Reproduce the records exactly, beginning with their first line and ending with the line that contains "column 114, row 543", and output nothing more.

◆ Point localization data:
★ ★ ★

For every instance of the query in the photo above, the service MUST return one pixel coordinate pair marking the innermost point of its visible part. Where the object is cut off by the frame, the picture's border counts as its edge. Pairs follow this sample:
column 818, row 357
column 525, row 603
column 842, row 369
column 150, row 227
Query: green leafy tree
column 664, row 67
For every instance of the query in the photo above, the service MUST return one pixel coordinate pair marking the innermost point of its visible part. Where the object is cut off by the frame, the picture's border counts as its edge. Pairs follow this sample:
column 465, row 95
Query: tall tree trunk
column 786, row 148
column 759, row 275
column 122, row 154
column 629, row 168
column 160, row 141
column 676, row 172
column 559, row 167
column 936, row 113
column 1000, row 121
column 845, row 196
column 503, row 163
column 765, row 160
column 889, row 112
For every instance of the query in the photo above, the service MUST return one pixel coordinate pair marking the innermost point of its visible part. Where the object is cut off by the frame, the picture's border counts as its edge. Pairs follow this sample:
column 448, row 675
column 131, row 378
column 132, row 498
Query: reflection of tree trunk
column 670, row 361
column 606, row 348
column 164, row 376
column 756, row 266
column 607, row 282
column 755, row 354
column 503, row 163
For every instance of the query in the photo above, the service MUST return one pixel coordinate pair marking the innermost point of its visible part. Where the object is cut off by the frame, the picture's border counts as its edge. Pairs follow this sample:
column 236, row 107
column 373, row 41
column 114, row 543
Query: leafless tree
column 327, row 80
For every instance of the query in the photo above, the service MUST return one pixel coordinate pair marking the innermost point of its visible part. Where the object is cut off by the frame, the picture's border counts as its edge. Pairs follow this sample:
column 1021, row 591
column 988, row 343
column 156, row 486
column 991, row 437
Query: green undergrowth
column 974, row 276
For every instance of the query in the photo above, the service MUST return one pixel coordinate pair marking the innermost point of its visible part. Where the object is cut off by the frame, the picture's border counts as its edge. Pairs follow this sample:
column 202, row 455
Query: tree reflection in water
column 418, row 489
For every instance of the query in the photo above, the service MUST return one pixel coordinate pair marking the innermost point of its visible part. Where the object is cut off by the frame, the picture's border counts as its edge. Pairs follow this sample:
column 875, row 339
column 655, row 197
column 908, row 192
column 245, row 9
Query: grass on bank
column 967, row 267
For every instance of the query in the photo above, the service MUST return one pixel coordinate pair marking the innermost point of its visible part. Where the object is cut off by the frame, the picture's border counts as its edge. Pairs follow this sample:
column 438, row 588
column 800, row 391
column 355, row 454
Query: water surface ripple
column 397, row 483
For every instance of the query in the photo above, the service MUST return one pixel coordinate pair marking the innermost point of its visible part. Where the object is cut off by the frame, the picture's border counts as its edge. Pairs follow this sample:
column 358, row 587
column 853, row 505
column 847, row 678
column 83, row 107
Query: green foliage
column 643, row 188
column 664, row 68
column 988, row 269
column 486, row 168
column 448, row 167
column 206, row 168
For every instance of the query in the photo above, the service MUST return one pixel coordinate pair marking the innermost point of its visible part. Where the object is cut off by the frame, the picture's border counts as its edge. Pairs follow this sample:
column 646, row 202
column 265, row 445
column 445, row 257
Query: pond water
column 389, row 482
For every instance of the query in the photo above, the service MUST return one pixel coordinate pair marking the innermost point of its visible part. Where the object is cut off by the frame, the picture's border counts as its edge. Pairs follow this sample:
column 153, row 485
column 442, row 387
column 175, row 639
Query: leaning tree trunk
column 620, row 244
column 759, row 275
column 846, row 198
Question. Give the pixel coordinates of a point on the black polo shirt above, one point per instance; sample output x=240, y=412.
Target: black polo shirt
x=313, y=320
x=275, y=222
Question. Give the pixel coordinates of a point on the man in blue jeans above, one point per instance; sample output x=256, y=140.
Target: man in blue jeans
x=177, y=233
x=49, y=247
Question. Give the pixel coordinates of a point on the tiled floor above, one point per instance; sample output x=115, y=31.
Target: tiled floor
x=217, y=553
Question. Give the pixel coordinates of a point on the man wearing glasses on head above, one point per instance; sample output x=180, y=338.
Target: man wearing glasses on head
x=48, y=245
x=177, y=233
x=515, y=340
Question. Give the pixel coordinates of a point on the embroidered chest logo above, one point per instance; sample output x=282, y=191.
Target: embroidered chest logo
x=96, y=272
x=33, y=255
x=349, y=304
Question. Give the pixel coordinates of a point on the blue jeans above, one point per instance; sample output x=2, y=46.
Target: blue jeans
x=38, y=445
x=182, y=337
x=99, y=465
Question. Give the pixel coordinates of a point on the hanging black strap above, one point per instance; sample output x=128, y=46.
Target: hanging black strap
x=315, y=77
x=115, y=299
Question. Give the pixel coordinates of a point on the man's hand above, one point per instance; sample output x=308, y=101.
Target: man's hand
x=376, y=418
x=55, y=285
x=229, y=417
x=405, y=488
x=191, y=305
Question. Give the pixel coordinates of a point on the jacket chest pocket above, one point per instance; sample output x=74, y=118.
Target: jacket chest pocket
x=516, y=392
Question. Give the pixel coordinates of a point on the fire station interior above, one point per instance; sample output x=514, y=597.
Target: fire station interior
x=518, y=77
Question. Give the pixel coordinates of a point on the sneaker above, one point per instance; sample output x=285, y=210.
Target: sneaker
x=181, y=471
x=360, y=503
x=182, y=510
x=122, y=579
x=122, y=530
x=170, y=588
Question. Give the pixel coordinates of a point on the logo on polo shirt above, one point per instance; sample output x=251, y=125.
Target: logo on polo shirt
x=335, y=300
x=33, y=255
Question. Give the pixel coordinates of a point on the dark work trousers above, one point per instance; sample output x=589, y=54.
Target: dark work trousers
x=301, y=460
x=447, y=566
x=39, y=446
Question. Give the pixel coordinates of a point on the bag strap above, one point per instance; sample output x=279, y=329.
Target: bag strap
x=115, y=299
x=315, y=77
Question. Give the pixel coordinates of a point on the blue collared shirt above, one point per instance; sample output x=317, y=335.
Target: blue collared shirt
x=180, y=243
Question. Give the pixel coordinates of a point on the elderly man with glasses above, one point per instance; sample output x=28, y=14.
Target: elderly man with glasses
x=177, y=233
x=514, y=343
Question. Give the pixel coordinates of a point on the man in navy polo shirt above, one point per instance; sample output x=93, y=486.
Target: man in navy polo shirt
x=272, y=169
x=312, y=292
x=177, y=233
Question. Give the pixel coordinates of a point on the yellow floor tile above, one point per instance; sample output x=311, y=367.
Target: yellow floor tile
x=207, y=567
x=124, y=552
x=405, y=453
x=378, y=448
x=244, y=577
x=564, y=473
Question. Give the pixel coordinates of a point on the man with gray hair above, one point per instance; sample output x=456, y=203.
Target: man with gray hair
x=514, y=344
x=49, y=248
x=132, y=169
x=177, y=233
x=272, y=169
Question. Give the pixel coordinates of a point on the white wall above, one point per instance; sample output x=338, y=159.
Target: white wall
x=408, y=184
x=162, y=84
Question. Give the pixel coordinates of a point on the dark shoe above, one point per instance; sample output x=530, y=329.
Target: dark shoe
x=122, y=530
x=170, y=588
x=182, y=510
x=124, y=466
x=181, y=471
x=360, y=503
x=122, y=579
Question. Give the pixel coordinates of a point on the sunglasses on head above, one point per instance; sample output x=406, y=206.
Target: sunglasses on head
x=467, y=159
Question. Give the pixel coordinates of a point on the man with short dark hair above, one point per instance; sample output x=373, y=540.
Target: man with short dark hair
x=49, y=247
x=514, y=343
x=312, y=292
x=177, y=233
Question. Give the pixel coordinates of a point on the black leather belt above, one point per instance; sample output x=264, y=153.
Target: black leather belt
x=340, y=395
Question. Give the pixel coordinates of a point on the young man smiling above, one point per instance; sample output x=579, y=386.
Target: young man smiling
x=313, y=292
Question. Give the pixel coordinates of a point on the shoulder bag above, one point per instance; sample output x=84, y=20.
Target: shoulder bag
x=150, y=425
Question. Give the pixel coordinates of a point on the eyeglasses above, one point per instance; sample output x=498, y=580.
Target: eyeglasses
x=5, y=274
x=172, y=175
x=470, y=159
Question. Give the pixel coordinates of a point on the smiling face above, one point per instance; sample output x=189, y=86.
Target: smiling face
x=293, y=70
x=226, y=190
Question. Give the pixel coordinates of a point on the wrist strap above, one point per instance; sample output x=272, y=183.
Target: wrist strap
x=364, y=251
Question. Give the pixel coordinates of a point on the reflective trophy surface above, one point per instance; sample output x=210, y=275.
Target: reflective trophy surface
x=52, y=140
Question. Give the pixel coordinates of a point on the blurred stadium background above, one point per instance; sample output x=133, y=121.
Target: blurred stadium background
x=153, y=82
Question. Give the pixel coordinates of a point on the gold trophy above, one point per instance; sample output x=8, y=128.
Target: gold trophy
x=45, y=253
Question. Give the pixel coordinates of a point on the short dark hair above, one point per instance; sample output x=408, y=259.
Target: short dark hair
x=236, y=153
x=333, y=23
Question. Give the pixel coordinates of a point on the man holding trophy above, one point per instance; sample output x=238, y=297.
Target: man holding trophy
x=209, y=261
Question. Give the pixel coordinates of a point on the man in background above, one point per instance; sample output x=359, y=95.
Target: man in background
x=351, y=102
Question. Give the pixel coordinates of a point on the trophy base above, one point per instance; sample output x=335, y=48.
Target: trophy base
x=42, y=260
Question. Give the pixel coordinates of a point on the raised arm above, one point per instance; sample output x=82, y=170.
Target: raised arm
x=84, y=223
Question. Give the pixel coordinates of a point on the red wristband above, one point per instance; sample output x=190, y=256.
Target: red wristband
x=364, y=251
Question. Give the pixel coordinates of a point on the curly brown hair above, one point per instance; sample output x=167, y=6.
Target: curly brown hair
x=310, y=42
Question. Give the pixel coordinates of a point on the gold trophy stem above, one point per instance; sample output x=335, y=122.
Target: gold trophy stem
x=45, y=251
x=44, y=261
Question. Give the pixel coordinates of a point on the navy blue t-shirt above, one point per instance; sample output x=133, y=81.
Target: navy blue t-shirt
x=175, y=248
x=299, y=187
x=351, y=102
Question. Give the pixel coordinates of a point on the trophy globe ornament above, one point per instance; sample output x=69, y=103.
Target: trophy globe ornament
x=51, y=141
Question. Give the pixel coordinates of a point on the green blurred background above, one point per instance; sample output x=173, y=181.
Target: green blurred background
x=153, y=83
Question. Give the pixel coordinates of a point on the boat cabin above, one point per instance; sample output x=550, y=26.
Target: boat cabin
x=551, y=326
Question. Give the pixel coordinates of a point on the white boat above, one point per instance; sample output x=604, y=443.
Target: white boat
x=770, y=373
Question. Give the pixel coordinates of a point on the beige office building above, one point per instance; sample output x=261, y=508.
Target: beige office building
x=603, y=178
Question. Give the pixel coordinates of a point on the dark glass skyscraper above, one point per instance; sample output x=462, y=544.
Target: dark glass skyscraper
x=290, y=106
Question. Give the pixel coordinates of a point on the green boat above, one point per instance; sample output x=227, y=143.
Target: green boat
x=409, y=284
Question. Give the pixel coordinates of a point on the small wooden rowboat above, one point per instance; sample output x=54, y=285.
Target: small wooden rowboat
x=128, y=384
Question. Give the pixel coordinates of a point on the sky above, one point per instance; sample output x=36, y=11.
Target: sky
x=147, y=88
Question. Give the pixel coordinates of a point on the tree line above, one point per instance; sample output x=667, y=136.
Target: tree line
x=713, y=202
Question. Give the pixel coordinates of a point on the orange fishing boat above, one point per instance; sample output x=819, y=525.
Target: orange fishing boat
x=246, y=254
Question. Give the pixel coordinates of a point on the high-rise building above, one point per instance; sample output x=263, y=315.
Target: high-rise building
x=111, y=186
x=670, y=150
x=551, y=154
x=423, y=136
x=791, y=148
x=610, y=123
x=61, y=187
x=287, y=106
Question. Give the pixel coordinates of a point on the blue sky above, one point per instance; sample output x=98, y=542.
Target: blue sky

★ ★ ★

◆ COMPLETED EXERCISE:
For every instance of the query in the photo above, the service MUST return one pixel coordinate pair marking the innermost point of its visible part. Where the object is cut off by the frame, the picture's border counts as its edge. Pairs follow this sample:
column 818, row 357
column 525, row 603
column 842, row 369
column 150, row 227
Query: green leafy tree
column 664, row 67
For every instance of the query in the photo above, the service MUST return one pixel coordinate pair marking the innermost point of its visible part. Where the object is cut off by the frame, the picture's border counts as its edge. Pairs follow this sample:
column 465, row 95
Query: tall tree trunk
column 786, row 148
column 759, row 275
column 122, row 154
column 629, row 168
column 160, row 141
column 676, row 172
column 559, row 167
column 936, row 113
column 1000, row 121
column 845, row 196
column 503, row 163
column 765, row 160
column 889, row 112
For every instance of the query in the photo above, the service MUST return one pixel coordinate pair marking the innermost point of its visible part. Where the object is cut off by the frame, the picture's border counts as its edge. Pairs follow this sample:
column 448, row 675
column 131, row 378
column 132, row 498
Query: reflection of tree trunk
column 670, row 361
column 606, row 348
column 164, row 376
column 756, row 266
column 607, row 282
column 755, row 354
column 503, row 163
For every instance of the query in the photo above, the service MUST return one pixel coordinate pair marking the innermost point of its visible part. Where the object is cut off by the frame, the picture's border counts as its edge. Pairs follow this sample:
column 236, row 107
column 373, row 41
column 114, row 543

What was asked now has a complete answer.